Breaking the law in Kentucky.

Sorry there's been so little blogging of late. You can probably expect that to continue, to be honest. I've just got too damned tired of the British Government to bother mentioning how enormously crap they are any more. I mean, what would be the point? That enough complaining by enough people might see them replaced? With what? Oh, the Tories. Yeah, excuse me if I fail to caper excitedly at that prospect.

But here's a brief little tidbit from the glorious US, where things are far more interesting. A teacher has been fired for biting one of her pupils.

[Caroline] Kolb has pleaded not guilty to biting 14-year-old Garrick Hudson on the back during a classroom altercation at Stuart Middle School in January.


Garrick Hudsons mother, Cassandra Hicks, said the incident occurred Jan. 11 when her son disobeyed Kolbs order to spit out some candy. Kolb told him to stand in the hallway, but he returned to get his books, she said.

Those of us who went to school will recognise that "to get his books" as first-order bullshit. He came back in because he wasn't allowed to, in order to piss the teacher off and disrupt the class. Obviously.

That being said, his teacher's reaction may be just a tad disproportionate:

As Kolb and Garrick struggled over the books, he fell and hit his head and she "started biting him on his left upper shoulder."

Garrick was treated at Kosair Childrens Hospital for a bite wound, according to court records. He also had a small knot on his head.

According to Kolbs termination letter, two students said they saw her bite him, and several staff members said they later heard Kolb admit doing so.

So her not-guilty plea's probably not going to do too well. Especially with this addition:

"You denied biting the student, but admitted that you found fabric in your mouth during the incident," the letter stated.

Oh, I hope she tries that one in court.

■ **Your tasks**:
a: List every person the blog post about the Kentucky teacher names with both a first and a last name.
b: Extend the blog post about the Kentucky teacher, picking up after its final line.

■ **Records from a data source**:

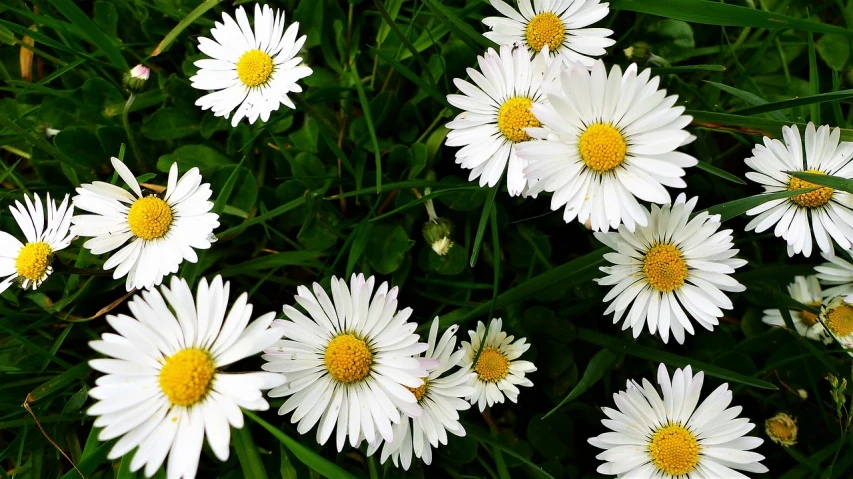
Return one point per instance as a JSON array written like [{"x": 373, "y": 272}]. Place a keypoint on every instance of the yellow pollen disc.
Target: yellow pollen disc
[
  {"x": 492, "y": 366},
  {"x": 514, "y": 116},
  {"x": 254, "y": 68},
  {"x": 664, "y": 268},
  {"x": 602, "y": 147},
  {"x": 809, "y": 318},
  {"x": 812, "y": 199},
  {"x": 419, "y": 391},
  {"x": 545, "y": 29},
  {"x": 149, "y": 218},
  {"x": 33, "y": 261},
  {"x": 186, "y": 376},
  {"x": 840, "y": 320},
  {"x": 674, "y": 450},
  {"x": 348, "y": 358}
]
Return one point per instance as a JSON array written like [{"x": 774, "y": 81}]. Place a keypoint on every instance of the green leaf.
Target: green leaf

■ **Outputs in order**:
a: Caroline Kolb, Garrick Hudson, Cassandra Hicks

b:
Anyway, fun aside, here's the really important bit of the story:

In 2004 and 2005, administrators had warned Kolb to avoid being physically confrontational with students, according to her termination letter.

I may be sticking my neck out here, but I guess that she was warned to stop doing it because she'd been doing it. So a teacher who had had some sort of physical scuffle with pupils twice before was still allowed to work in the school, and was only fired after her third infraction, which led to the pupil needing hospital treatment. Fighting students twice was not considered sufficient reason to get rid of this teacher. Let's just compare that to the way teachers treat students, shall we?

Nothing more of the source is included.